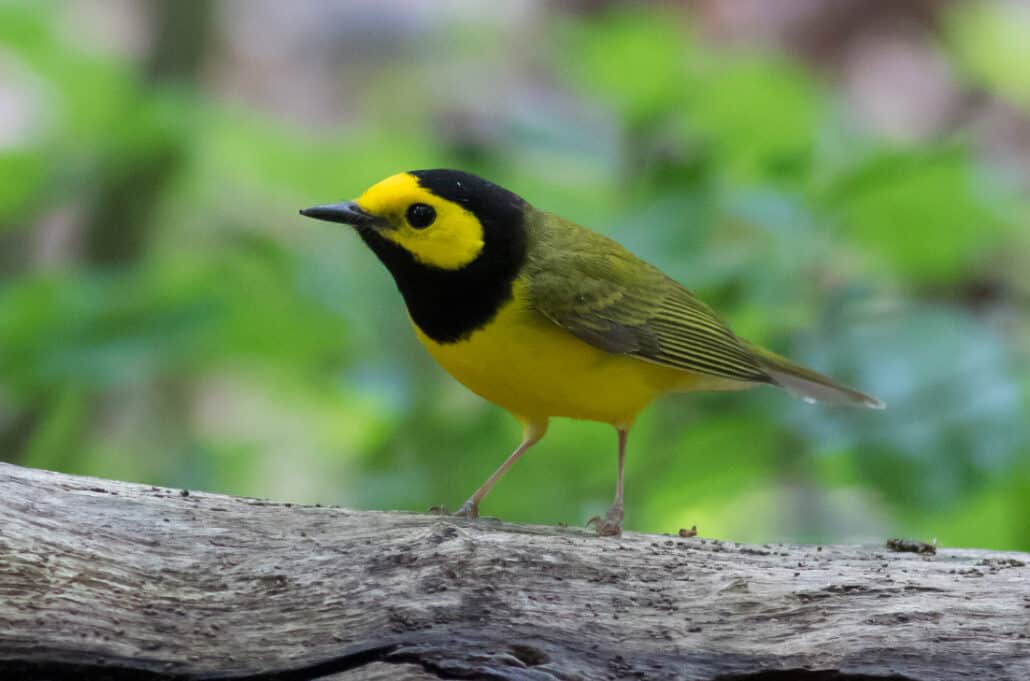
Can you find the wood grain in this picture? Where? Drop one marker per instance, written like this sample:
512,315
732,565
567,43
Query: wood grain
112,580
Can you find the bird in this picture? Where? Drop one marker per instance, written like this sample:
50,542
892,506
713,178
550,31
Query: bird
547,318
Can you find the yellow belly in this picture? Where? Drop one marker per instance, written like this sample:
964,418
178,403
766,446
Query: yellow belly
535,369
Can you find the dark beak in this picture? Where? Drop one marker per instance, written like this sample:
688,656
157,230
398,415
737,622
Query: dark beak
347,212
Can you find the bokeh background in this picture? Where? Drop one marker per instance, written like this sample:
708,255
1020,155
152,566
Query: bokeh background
846,181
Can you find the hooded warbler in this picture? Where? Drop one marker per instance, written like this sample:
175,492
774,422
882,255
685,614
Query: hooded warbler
545,317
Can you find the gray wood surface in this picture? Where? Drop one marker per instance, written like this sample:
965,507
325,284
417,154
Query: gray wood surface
103,579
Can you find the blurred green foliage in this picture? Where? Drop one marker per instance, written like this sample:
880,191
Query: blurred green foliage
198,333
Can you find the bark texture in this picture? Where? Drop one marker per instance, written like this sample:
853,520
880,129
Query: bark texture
111,580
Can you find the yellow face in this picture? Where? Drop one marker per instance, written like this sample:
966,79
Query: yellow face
435,231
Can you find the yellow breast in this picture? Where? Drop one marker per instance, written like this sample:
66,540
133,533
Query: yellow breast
535,369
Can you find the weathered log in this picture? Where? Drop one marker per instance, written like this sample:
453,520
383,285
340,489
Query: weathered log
102,579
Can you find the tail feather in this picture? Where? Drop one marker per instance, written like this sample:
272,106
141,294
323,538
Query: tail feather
811,385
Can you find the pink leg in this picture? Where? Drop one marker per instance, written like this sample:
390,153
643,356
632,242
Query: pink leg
530,436
611,525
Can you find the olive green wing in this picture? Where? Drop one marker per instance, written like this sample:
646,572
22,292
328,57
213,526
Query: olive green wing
604,295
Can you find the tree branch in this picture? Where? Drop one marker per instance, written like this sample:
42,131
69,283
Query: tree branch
103,579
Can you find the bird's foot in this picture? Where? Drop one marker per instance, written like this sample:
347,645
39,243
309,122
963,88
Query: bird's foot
611,524
469,510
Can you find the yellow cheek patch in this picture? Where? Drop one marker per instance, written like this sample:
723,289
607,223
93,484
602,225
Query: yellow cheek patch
451,242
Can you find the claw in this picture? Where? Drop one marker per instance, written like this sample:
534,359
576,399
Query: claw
468,510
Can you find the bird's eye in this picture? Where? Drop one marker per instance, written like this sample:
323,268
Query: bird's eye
420,215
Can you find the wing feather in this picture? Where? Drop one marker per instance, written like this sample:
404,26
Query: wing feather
601,293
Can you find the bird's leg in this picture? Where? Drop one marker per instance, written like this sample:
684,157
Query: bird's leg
530,436
611,524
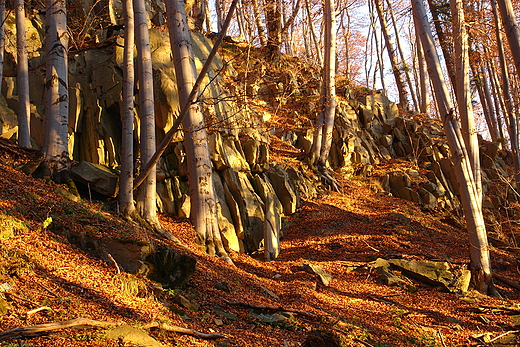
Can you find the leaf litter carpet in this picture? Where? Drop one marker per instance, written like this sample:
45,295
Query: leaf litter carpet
342,233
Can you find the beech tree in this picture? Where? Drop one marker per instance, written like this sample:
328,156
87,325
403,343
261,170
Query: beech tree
147,195
513,37
126,197
480,264
325,121
203,211
22,80
55,145
394,61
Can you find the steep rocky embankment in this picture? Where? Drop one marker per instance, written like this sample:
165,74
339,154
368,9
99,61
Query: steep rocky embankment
260,115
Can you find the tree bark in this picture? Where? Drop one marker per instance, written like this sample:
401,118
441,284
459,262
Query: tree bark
479,250
513,125
463,91
200,168
394,62
57,98
2,38
126,197
259,23
147,194
22,78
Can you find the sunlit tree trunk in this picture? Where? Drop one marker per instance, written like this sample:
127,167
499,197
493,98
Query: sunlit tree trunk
22,77
273,18
126,198
55,145
394,62
463,91
314,35
259,23
325,122
423,80
404,66
506,92
147,195
200,168
479,249
2,38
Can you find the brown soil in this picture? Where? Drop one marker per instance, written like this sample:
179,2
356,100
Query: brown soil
341,232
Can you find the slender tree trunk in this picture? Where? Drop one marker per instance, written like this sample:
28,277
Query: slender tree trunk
484,102
314,36
147,195
401,54
22,79
445,41
497,101
423,79
513,126
57,98
273,18
2,38
126,197
259,23
493,112
463,91
325,122
394,62
479,250
202,196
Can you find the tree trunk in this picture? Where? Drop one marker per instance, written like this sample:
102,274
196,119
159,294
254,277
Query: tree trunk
325,123
2,38
126,197
259,23
313,33
513,126
394,62
463,92
479,250
57,98
423,80
147,194
404,67
273,18
200,168
22,78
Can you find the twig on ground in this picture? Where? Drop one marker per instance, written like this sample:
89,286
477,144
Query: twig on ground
507,281
115,263
177,329
441,338
271,307
24,331
362,342
43,308
372,248
501,335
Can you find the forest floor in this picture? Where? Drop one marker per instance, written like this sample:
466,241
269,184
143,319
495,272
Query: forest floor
45,279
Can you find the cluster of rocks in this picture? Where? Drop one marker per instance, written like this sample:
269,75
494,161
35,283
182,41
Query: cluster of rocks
252,192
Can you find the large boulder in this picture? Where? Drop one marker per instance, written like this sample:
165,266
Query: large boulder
102,179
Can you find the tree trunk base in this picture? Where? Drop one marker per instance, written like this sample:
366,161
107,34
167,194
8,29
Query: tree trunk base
328,180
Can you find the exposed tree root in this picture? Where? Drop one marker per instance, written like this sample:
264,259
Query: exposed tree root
271,307
177,329
507,281
24,331
328,180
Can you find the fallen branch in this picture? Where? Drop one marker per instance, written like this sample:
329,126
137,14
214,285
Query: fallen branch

----

WHAT IS BEING ASKED
Reproduce every one of the lines above word for word, but omit the pictures.

OUTPUT OF THE TASK
Can you find the wood grain in this picture? Where? Drop one marker per instance, written like this sample:
512,315
732,565
567,43
Query: wood grain
112,580
Can you find the bird in this picture? Where? Drop one marker per instance, written like this sample:
50,542
892,506
713,178
550,31
Query: bird
547,318
Can you find the yellow belly in this picture? Where? Drop one marker per instance, written like this sample:
964,418
178,403
766,446
Query: yellow belly
535,369
Can you find the dark beak in this picture? Where? Drop one marker per instance, written like this sample:
688,656
157,230
398,415
737,622
Query: dark beak
347,212
Can you find the bokeh background in this picture? Where? Drop one marker per instance, written like this sample:
708,255
1020,155
152,566
Query: bokeh background
846,181
Can you find the hooded warbler in this picture? Where? Drop one marker per instance, written like this sample:
175,492
774,422
882,255
685,614
Query: hooded warbler
545,317
Can you find the gray wood surface in this picture? Where? Drop one marker per instance, written like this sample:
965,507
325,284
417,154
Query: gray wood surface
103,579
Can you find the blurred green foliage in this picture? Where? Drop one marker per instance, written like this sample:
880,191
Query: blurred green foliage
198,333
Can you find the bark texture in this picture? Where? Drop one marker per instance, written like this sample:
853,520
880,129
Query: bark texture
111,580
Can you find the yellow face in this picture? Where? Drop one marker per instance, written like this sample:
966,79
Query: yellow face
435,231
Can you find the yellow breast in this picture? Where? Drop one marker per instance, written like this sample:
66,540
133,533
Query: yellow breast
535,369
Can you find the weathered log in this picture? Where? Drop one marker per instance, written like this sample:
453,520
383,285
340,489
Query: weathered log
102,579
Can you find the tail feather in this picture? Where? Drop one marker per instance, written like this sample:
272,106
141,294
323,538
Query: tail feather
811,385
Can you find the pink leg in this picture? Where? Drop one marker per instance, written like this sample:
390,153
643,356
632,242
Query: pink leg
530,436
611,525
Can you find the olive green wing in this picture? Where? Drop one marker per instance, written like this sample:
646,572
22,292
328,57
213,526
Query: olive green wing
604,295
Can you find the tree branch in this picture? Where? Drop one marker per instance, written like this sample:
42,131
69,283
Query: tree branch
103,579
Can you find the bird's foot in this picture? Where? Drop one marker per instance, written like this sample:
347,645
39,243
309,122
963,88
Query: bird's foot
611,524
469,510
Can you find the yellow cheek patch in this picture? Where? Drop one marker per instance, written like this sample:
723,289
607,223
93,484
602,225
Query: yellow cheek patch
451,242
Can you find the claw in this picture? Where? Drop one marker per instance, written like this sample:
534,359
576,399
Query: claw
468,510
Can you find the bird's eye in this picture? Where? Drop one marker per instance, written like this sample:
323,268
Query: bird's eye
420,215
Can you find the wing feather in this picture? Where? Drop one marker per instance, written like this sample:
404,26
Query: wing feather
601,293
Can you find the bird's leg in this picture? Where? Drop one marker per instance, written like this sample:
684,157
Query: bird's leg
530,436
611,524
Can you find the leaf litter carpet in this picture? Where? Drop one marker per instance, written like this sample:
45,295
Query: leaf litter carpet
342,233
Can you find the beech tree in this picture? Where? Drop one marker per instance, written like this sample:
328,156
87,325
403,343
261,170
Query: beech tree
147,195
513,37
126,197
480,264
325,121
203,211
22,80
55,145
394,61
Can you find the steep rocky embankment in this picture? Where? Drop one marker per instance, written like this sample:
165,74
339,154
368,9
99,61
Query: steep rocky embankment
260,115
Can you find the tree bark in this picture? Where? Drop one marker per instance, written like this sample:
401,118
441,284
459,262
Query: tree bark
479,250
513,125
463,91
200,168
394,62
57,98
2,38
126,197
259,23
147,194
22,78
Can you find the sunlit tree trunk in this picture? Where? Drop one marker per instance, written like this sample:
127,167
499,197
493,98
Query: sunlit tree trunk
22,77
273,18
126,198
55,145
394,62
463,91
314,35
259,23
325,122
423,80
404,66
506,92
147,195
200,168
479,249
2,38
Can you find the brown soil in this picture? Where? Drop one marker per instance, written like this sample:
179,2
356,100
Query: brown soil
341,232
Can you find the slender tree trunk in this picture? Where? Drop one marker per instance, written like this sample:
28,277
Query: slender tree trunk
484,102
314,36
147,195
401,54
22,79
445,41
497,101
423,79
513,126
57,98
273,18
2,38
126,197
259,23
493,112
463,91
325,122
394,62
479,250
202,196
Can you find the tree trunk in this picture? Where? Drop one marker per instance, written like this sample:
102,274
196,119
159,294
254,277
Query: tree trunk
325,123
2,38
126,197
259,23
313,33
513,126
394,62
463,92
479,250
57,98
423,80
147,194
404,67
273,18
200,168
22,78
Can you find the twig on ground in this picture? Where? Drop one marker per instance, written like this sample:
89,286
477,144
Query: twig on ground
507,281
115,263
177,329
441,338
271,307
24,331
362,342
43,308
372,248
501,335
Can you find the forest floor in this picture? Where? Drop one marker per instance, written like this sample:
466,241
269,184
143,319
495,272
Query: forest floor
45,279
Can you find the cluster of rocks in this picture? Where? Drop one marker per instance, written like this sample:
269,75
494,161
35,283
182,41
Query: cluster of rocks
252,192
Can you find the large boulder in this picture? Where? Drop one marker per instance, written like this sample:
165,266
Query: large boulder
102,179
Can you find the tree trunk base in this picture? Where? Drop one marker per instance, written like this sample:
366,161
107,34
167,194
8,29
Query: tree trunk base
328,180
Can you find the exposed tree root in this picture? Where? Drop one marker per instance, written like this sample:
264,259
Query: exposed tree root
271,307
177,329
507,281
24,331
328,180
Can you find the fallen branch in this picture? Where? Drop one marker per instance, written like this sample:
329,126
137,14
214,285
Query: fallen branch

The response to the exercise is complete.